===== Task inputs =====

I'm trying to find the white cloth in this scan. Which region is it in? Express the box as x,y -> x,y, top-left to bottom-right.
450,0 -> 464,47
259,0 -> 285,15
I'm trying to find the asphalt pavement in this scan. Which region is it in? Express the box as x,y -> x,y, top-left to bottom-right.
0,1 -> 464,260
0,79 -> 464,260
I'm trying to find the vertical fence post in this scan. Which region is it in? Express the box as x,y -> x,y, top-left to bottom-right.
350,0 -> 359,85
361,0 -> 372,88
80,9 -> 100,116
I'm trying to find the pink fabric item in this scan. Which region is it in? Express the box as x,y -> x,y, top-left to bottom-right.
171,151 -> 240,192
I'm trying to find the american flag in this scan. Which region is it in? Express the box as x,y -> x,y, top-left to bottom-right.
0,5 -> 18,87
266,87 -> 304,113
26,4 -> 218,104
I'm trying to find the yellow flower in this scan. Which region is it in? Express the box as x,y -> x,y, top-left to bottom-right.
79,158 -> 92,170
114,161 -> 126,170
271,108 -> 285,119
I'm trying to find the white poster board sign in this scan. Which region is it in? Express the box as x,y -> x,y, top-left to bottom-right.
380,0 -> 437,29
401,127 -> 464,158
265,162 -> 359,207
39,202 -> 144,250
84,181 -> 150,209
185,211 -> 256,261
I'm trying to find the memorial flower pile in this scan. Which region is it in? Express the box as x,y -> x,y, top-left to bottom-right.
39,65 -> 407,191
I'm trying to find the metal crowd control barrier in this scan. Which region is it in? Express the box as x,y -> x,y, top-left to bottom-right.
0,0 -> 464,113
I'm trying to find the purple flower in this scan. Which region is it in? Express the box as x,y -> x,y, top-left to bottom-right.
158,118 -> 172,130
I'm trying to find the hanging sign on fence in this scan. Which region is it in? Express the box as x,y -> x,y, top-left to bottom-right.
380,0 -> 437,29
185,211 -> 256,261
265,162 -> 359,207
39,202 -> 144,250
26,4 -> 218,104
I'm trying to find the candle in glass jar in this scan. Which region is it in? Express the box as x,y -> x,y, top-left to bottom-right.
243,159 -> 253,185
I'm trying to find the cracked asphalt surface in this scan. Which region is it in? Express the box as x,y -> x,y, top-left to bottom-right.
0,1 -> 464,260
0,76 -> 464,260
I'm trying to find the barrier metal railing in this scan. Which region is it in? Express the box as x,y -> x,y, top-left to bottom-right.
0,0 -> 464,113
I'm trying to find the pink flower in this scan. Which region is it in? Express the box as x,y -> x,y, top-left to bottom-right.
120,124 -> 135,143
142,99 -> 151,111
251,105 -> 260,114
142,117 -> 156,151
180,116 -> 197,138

=====

Exercise brief
Please copy these records line for line, without changing anything.

Exercise output
I'm trying to find the white cloth in this scan. Which region is it in? Express the box as x,y -> x,y, top-left to bottom-right.
450,0 -> 464,47
259,0 -> 285,15
I'm trying to find the asphalt pavement in this scan. Which region is it in? Express the box as x,y -> x,y, top-left to bottom-right.
0,1 -> 464,260
0,79 -> 464,260
I'm trying to find the vertical fence post in this scan. Which region is it in? Express the box as x,y -> x,y, top-left to bottom-right.
350,0 -> 359,85
361,0 -> 372,88
80,9 -> 100,116
I'm trying to find the pink fabric item in this scan. Which region is it in? Express the box as x,y -> x,y, top-left to bottom-right.
171,151 -> 240,192
I'm trying to find the american flag in this scan. Which region is it in? Express the box as x,y -> x,y, top-left to bottom-right.
0,5 -> 18,87
266,87 -> 304,113
26,4 -> 218,104
I'm trying to find the yellow flower in this scan. Which region is it in? Express the box as x,y -> x,y, top-left to bottom-right.
79,158 -> 92,170
114,161 -> 126,170
271,108 -> 285,119
I'm trying to find the white poster board sign in this scan. Which region is it in? Express the box as x,y -> x,y, top-left to bottom-right.
380,0 -> 437,29
401,127 -> 464,158
265,162 -> 359,207
39,202 -> 144,250
84,181 -> 150,209
185,211 -> 256,261
I'm trying to find the memorial flower pile in this scan. Which region is it in? Express the box as x,y -> x,y, top-left to bottom-right.
39,65 -> 407,191
I'm trying to find the metal crowd control barrier in this scan. Which region is it in? Express the box as x,y -> x,y, top-left to bottom-right.
0,0 -> 464,113
I'm trying to find the purple flower in this scan. Which region is it in? Express the box as x,y -> x,y, top-left to bottom-right.
158,118 -> 172,130
I'm trying to find the hanging sign on fence in this scan. Which region is it in? Express the box as x,y -> x,y, top-left to bottom-right.
380,0 -> 437,29
185,211 -> 256,261
265,162 -> 359,207
39,202 -> 144,250
26,4 -> 218,104
I'm trying to find the candle in glass jar in this scan. Which region is it in? Express the box as x,y -> x,y, top-left to bottom-right.
243,159 -> 253,185
I'm trying to find the cracked asphalt surface in this scan. Which region is it in? Express the box as x,y -> x,y, top-left to bottom-right.
0,1 -> 464,260
0,76 -> 464,260
I'm trying to find the barrier metal railing in this scan. Which region is it in? Express the box as x,y -> x,y, top-left to bottom-right.
0,0 -> 464,113
I'm trying to find the pink flower in this scan. Which region is it in? Express the box as x,y -> x,y, top-left to bottom-right.
120,124 -> 135,143
142,99 -> 151,111
251,105 -> 260,114
142,117 -> 156,151
180,116 -> 197,138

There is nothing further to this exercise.